> [TO BE DONE] Render the data below as a numbered list with one entry per line, omitting blank lines and leaving out the pictures.

> [SUPPLIED INFORMATION]
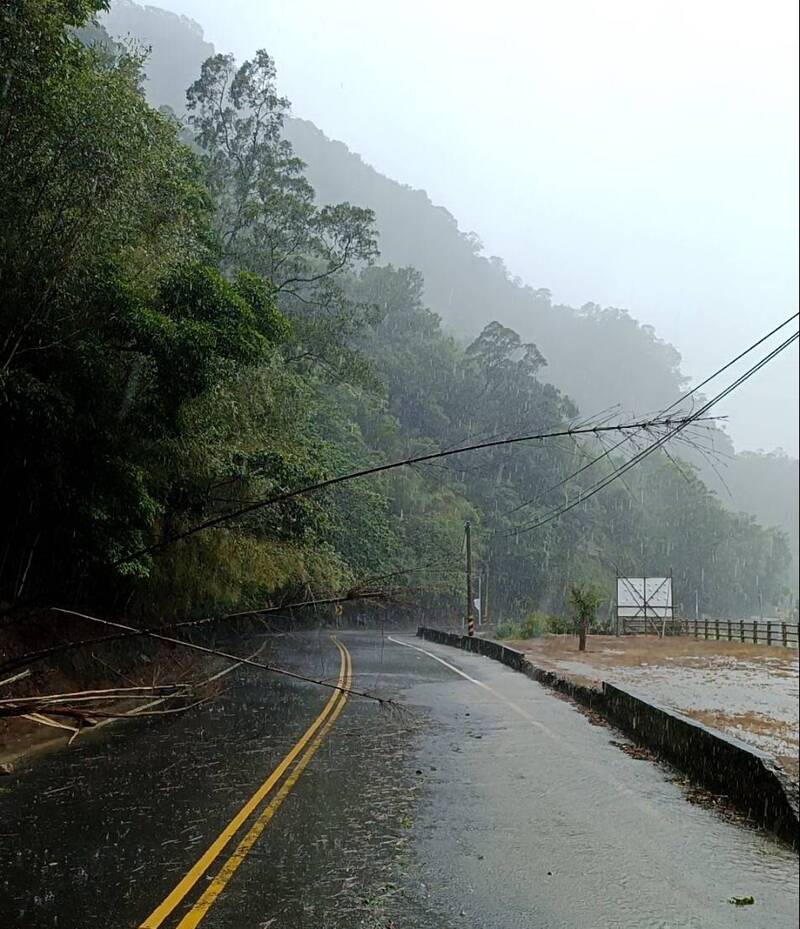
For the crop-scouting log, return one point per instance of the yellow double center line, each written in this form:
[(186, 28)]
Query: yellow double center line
[(315, 734)]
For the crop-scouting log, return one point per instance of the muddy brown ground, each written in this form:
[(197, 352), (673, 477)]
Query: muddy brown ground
[(763, 710)]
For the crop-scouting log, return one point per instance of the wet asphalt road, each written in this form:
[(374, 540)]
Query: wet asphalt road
[(489, 804)]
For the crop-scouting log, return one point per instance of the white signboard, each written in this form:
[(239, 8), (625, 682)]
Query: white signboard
[(644, 597)]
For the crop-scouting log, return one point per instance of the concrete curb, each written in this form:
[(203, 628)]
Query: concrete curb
[(747, 777)]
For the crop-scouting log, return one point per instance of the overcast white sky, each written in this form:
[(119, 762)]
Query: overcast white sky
[(638, 154)]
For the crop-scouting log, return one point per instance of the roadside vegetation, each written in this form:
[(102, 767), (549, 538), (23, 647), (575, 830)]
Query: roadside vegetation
[(186, 329)]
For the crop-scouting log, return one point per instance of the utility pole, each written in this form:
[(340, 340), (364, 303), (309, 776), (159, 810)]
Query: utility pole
[(470, 605), (485, 614)]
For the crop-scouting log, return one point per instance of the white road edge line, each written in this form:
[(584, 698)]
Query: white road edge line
[(643, 804), (515, 707)]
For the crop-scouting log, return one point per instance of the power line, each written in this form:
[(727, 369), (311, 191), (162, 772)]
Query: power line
[(606, 453), (655, 423), (644, 453)]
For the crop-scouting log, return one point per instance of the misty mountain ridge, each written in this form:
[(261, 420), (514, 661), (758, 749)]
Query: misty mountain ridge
[(602, 357)]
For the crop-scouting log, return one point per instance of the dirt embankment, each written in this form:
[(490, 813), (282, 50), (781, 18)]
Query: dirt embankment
[(748, 691), (101, 664)]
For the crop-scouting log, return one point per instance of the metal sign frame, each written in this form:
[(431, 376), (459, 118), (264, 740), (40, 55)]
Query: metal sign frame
[(645, 601)]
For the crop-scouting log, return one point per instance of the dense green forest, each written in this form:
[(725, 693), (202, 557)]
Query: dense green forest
[(189, 326)]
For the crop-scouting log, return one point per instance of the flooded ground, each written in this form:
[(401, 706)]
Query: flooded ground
[(749, 691), (484, 802)]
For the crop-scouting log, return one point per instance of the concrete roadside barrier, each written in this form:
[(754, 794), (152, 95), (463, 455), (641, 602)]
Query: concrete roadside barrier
[(749, 779)]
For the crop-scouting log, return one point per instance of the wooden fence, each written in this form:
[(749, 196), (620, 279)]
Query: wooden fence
[(752, 631)]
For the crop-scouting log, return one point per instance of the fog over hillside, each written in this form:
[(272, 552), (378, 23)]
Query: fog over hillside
[(599, 356)]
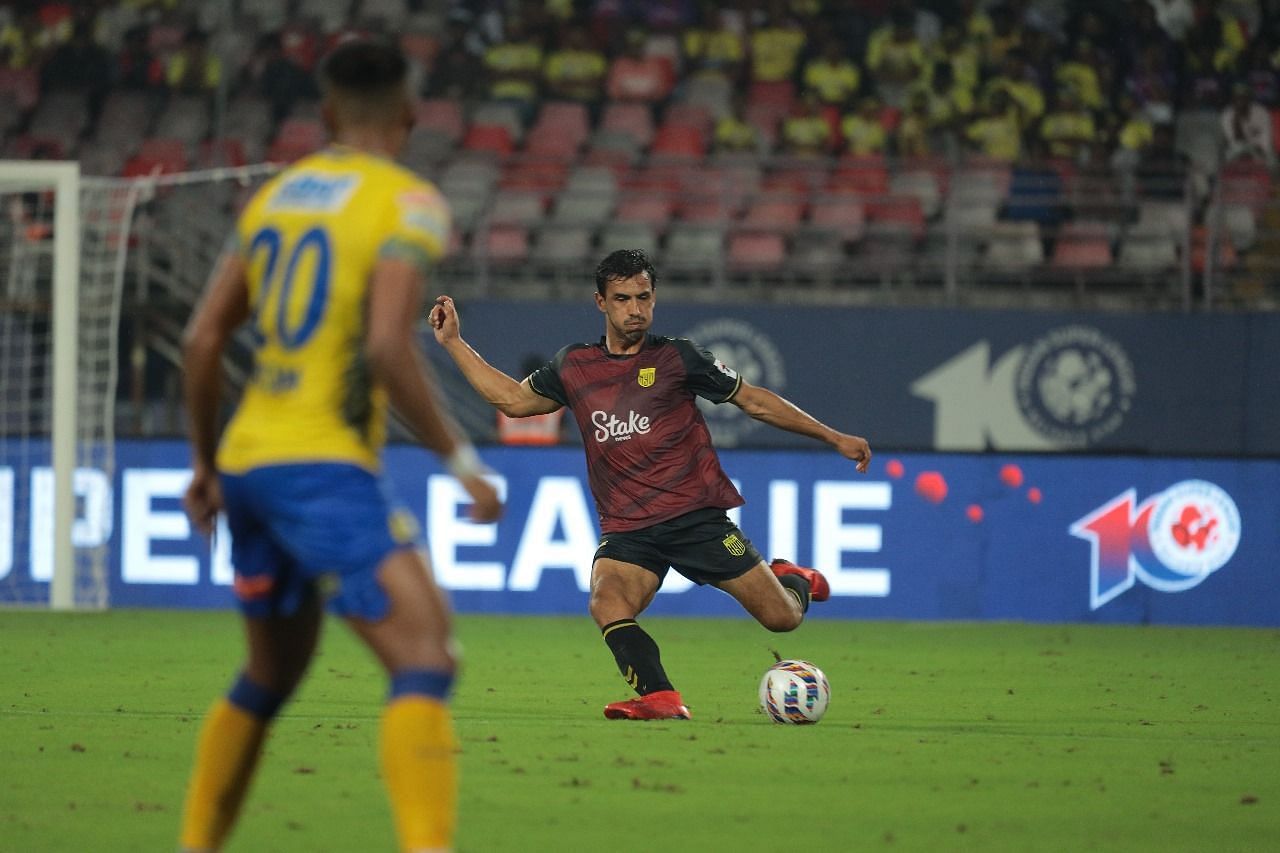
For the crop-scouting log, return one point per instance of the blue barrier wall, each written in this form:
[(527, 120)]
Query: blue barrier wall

> [RESPONSE TO THE TASK]
1. For the crop-scouting log, return one point per instance of the yellow double center line, each written in this form:
2. [(186, 28)]
3. Query: yellow double center line
4. [(315, 734)]
5. For the crop-scouting log, return one point per instance of the muddy brown ground, each written in this form:
6. [(197, 352), (673, 477)]
7. Query: muddy brown ground
8. [(763, 710)]
9. For the crop-scouting log, return one point per instance of the wet asphalt road, each written in this form:
10. [(374, 540)]
11. Query: wet asphalt road
12. [(489, 804)]
13. For the crop-scouting log, return one point per instance of the white signboard, each written in this form:
14. [(239, 8), (625, 682)]
15. Query: white signboard
16. [(644, 597)]
17. For the crop-scouting log, return one point per instance of the concrete curb, each written in this form:
18. [(203, 628)]
19. Query: concrete curb
20. [(747, 777)]
21. For the crop-scouting log, return one point per instance of the overcast white sky, each written in this form:
22. [(119, 762)]
23. Query: overcast white sky
24. [(638, 154)]
25. For the crop-scouting log, return one point per instance of the roadside vegetation, each written in this form:
26. [(102, 767), (549, 538), (23, 647), (575, 830)]
27. Query: roadside vegetation
28. [(186, 329)]
29. For the crop-scouting log, return one point per instance of the utility pole, each written in this form:
30. [(340, 340), (364, 303), (309, 776), (159, 810)]
31. Query: utility pole
32. [(470, 605), (485, 614)]
33. For the crop-scouting log, return one point per instance of the white road edge line, each written in this form:
34. [(584, 698)]
35. Query: white road edge line
36. [(643, 804), (515, 707)]
37. For the crop-scouting log, return one point per instance of the power line, each written in this form:
38. [(727, 369), (311, 191), (162, 772)]
39. Query: power line
40. [(606, 453), (655, 423), (644, 453)]
41. For the crop-scouting log, return one point per instance of the misty mountain ridge, each written in this form:
42. [(261, 420), (514, 661), (758, 749)]
43. Query: misty mountain ridge
44. [(602, 357)]
45. For the crop-scouting log, return one point per instance of the dirt embankment, each written in this form:
46. [(490, 813), (282, 50), (781, 18)]
47. Query: dirt embankment
48. [(748, 691), (101, 664)]
49. For the crop-scouting log, return one point per instance of the metal sign frame, each written in this form:
50. [(431, 376), (459, 118), (264, 740), (40, 55)]
51. Query: metal sign frame
52. [(645, 601)]
53. For the crop-scouting log, return one point per instance of the dense green forest, each written in this form:
54. [(725, 693), (202, 557)]
55. Query: dense green forest
56. [(189, 326)]
57. For the crop-scouting log, return one point per instance of the flooded ground, each written in this form:
58. [(401, 706)]
59. Query: flooded ground
60. [(749, 691), (484, 802)]
61. For the crop-scouting log, return one point per instance of the concrete roadside barrier, each written in this form:
62. [(754, 794), (152, 95), (463, 455), (641, 602)]
63. Query: concrete roadside barrier
64. [(749, 779)]
65. For the crop-scouting log, return one point per instance of the wooden fence, each written in this form:
66. [(749, 196), (620, 279)]
67. Query: wooden fence
68. [(752, 631)]
69. For the crop-scouting log, return one point per instance of the fog over hillside, each written in this form:
70. [(272, 552), (378, 23)]
71. Query: fog over hillside
72. [(599, 356)]
73. For the crop-scouting log, return one point per instance of the blue barrier wall, each written in this form:
74. [(527, 120)]
75. Query: blue barrier wall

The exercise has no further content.